Working from the entries below, tally each line that holds "class". Give the tally and nothing else.

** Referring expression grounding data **

○ ○ ○ ○ ○

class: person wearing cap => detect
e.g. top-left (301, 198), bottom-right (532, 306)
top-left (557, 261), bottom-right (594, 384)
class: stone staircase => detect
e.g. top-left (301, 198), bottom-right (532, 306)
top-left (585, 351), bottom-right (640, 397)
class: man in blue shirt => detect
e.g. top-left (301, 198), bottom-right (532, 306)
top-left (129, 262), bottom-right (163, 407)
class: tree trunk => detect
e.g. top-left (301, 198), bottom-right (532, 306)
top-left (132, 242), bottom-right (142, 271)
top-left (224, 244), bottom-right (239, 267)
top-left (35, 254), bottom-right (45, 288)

○ ○ ○ ○ ○

** ANSWER AREA **
4